**Aufgabe A**. Aus welchem Jahrhundert stammt laut dem Lesetext die älteste handschriftliche Fassung des Gesangs der Sibil·la?

**Lesetext**.
Alle Jahre wieder, kommt das Christuskind, auf die Erde nieder, wo wir Menschen sind.” So lautet die erste Strophe eines der bekanntesten deutschen Weihnachtslieder. Wenn an Heiligabend in vielen Kirchen auf Mallorca, allen voran in der Kathedrale von Palma, eine Frau oder ein Mädchen den Gesang der Sibil·la anstimmt, kommt allerdings nicht das Christkind auf die Erde nieder, sondern ein großes Feuer, das Meer, Flüsse und Quellen verbrennt. Und mit dem Weltenbrand kommt der Antichrist: Das jüngste Gericht beginnt!
Warum ausgerechnet zu Heiligabend und obendrein in der Kirche? Weil am Ende natürlich die Muttergottes und ihr frisch geborener Sohn angerufen werden. Und weil die Angst vor dem Weltuntergang samt Wiederkehr des Messias in der christlich-abendländischen Kultur fest verwurzelt ist. Die älteste handschriftliche Fassung dieses Gesangs, damals noch mit lateinischem Text, stammt aus dem 10. Jahrhundert aus dem Kloster Saint Marcial in Limoge. Und zur – nach christlicher Zeitrechnung – damaligen Jahrtausendwende, erwarteten tatsächlich weite Teile der Christenheit das Ende der Welt.
Kleine Ironie der Geschichte am Rande: Auch bei der letzten Jahrtausenwende wurde eine Katastrophe apokalyptischen Ausmaßes befürchtet, in Form von weltweiten Computerabstürzen aufgrund des Millenium-Bugs. Doch das virtuelle wie das physische Universum blieb auch diesmal bestehen.

(Datensätze aus einer Datensammlung)
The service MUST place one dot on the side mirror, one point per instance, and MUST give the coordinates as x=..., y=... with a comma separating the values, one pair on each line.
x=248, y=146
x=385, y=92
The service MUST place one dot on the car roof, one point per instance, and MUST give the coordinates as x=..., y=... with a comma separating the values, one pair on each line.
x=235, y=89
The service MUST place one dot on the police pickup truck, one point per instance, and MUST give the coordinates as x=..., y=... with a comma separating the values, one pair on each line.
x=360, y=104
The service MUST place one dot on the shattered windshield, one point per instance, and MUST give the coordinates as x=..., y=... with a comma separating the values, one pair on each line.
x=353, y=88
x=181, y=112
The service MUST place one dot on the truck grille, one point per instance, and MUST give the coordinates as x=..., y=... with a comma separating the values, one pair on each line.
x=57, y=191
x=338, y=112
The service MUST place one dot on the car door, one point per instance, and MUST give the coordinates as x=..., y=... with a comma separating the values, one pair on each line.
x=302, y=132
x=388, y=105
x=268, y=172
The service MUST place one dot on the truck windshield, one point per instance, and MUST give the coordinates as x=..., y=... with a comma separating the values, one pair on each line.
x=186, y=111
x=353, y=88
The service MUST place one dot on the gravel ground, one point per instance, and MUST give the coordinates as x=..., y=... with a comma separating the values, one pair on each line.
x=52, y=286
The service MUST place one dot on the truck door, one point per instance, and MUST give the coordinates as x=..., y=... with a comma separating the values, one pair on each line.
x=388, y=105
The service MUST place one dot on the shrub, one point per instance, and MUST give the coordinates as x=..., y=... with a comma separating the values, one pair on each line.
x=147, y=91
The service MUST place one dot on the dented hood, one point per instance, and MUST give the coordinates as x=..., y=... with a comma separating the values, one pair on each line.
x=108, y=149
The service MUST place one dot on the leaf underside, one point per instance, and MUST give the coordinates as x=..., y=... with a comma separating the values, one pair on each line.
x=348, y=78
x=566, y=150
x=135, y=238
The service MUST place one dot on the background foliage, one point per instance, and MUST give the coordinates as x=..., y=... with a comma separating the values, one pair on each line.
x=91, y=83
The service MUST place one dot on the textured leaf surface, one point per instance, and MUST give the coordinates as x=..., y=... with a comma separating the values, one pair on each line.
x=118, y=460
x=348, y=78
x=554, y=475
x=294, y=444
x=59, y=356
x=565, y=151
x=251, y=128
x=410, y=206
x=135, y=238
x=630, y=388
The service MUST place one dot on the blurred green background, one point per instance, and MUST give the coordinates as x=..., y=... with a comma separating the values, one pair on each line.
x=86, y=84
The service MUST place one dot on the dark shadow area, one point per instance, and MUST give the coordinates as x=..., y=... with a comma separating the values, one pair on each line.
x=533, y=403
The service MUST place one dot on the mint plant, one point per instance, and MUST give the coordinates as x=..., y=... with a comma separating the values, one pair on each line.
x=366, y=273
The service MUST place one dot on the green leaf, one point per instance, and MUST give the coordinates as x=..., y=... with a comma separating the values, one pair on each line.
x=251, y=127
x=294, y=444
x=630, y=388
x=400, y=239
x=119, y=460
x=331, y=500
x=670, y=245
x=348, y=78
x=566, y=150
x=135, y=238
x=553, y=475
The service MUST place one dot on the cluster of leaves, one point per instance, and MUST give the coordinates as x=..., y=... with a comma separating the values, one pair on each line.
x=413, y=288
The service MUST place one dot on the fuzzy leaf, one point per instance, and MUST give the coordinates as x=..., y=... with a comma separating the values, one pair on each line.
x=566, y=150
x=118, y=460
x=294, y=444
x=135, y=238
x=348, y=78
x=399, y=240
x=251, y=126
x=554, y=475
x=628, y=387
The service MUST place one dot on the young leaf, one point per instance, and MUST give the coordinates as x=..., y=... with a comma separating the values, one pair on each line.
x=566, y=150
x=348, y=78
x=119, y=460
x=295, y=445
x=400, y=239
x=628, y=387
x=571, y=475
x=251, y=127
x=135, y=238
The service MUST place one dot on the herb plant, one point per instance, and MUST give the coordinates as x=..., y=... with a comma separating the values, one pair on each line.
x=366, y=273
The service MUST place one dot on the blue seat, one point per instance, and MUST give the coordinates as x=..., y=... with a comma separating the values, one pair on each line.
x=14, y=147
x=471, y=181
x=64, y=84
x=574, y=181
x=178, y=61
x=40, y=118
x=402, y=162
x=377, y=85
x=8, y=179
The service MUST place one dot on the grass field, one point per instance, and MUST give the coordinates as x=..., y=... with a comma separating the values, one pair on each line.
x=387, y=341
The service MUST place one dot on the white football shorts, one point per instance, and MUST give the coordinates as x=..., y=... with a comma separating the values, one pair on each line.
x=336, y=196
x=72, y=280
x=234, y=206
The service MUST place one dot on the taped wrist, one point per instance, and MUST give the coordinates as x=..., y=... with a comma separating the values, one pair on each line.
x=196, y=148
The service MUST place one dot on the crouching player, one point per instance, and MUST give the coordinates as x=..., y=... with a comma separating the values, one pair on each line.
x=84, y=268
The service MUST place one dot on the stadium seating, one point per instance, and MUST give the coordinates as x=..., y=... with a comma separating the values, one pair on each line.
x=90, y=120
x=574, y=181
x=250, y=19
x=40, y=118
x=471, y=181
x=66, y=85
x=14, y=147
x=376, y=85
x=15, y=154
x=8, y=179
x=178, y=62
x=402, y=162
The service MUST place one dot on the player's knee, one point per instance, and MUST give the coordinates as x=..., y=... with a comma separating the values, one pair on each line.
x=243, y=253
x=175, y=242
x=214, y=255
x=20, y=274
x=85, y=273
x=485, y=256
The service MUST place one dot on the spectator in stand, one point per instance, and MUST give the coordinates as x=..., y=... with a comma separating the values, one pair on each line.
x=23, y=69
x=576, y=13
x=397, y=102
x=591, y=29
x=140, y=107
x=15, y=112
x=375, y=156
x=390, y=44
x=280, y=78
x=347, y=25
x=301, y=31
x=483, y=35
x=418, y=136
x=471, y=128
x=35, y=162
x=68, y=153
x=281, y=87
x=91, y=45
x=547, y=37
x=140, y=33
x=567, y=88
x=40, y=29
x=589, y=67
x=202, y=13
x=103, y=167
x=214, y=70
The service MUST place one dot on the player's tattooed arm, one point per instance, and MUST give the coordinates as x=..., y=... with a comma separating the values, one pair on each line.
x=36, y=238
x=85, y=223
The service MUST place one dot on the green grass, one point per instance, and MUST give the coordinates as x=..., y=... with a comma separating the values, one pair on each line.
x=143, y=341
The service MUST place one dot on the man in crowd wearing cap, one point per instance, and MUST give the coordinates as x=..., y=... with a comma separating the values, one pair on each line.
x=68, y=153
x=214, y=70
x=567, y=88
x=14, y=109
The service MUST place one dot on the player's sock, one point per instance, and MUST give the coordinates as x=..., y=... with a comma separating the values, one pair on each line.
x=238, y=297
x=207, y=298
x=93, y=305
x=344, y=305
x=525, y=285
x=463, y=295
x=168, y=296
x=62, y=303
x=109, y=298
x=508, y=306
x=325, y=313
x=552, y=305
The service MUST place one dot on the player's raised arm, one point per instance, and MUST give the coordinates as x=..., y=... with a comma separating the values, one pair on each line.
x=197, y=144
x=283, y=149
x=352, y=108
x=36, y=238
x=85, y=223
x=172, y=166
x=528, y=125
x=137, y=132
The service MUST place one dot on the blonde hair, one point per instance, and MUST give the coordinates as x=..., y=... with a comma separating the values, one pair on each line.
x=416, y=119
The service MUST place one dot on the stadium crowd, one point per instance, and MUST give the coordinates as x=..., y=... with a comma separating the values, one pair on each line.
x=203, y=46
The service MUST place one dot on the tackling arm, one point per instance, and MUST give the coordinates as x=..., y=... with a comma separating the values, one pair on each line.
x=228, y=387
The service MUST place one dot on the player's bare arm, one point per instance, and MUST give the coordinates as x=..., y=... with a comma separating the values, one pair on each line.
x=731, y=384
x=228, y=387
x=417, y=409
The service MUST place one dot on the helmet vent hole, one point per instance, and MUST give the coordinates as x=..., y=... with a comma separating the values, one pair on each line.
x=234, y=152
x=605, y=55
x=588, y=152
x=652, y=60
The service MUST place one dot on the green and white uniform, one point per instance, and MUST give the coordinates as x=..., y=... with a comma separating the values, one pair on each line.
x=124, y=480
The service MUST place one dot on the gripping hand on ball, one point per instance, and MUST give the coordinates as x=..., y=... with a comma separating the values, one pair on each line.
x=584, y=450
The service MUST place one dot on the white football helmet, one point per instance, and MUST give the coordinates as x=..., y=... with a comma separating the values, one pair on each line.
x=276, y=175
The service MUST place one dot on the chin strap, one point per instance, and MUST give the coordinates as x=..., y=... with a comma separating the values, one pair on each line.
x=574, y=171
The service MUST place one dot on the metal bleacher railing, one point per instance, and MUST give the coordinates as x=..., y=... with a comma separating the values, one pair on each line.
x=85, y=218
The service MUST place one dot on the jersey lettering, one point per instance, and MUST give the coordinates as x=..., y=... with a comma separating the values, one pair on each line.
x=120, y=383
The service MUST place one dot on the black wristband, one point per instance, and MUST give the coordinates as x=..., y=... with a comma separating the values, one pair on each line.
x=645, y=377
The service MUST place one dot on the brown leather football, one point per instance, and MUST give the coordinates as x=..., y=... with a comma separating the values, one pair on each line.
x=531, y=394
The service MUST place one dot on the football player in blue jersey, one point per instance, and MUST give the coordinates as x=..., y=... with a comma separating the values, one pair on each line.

**Aufgabe B**. Übertrage aus den Datensätzen die Zeilen von der Zeile mit „The service MUST place one dot on the green and“ bis zur Zeile mit „x=645, y=377“ in eine JSON-Liste von Zeichenketten, eine pro Zeile und ohne Leerzeilen.

**Schriftliche Antwort A**. Aus dem 10. Jahrhundert.

**Schriftliche Antwort B**.
[
  "The service MUST place one dot on the green and white uniform, one point per instance, and MUST give the coordinates as x=..., y=... with a comma separating the values, one pair on each line.",
  "x=124, y=480",
  "The service MUST place one dot on the gripping hand on ball, one point per instance, and MUST give the coordinates as x=..., y=... with a comma separating the values, one pair on each line.",
  "x=584, y=450",
  "The service MUST place one dot on the white football helmet, one point per instance, and MUST give the coordinates as x=..., y=... with a comma separating the values, one pair on each line.",
  "x=276, y=175",
  "The service MUST place one dot on the chin strap, one point per instance, and MUST give the coordinates as x=..., y=... with a comma separating the values, one pair on each line.",
  "x=574, y=171",
  "The service MUST place one dot on the metal bleacher railing, one point per instance, and MUST give the coordinates as x=..., y=... with a comma separating the values, one pair on each line.",
  "x=85, y=218",
  "The service MUST place one dot on the jersey lettering, one point per instance, and MUST give the coordinates as x=..., y=... with a comma separating the values, one pair on each line.",
  "x=120, y=383",
  "The service MUST place one dot on the black wristband, one point per instance, and MUST give the coordinates as x=..., y=... with a comma separating the values, one pair on each line.",
  "x=645, y=377"
]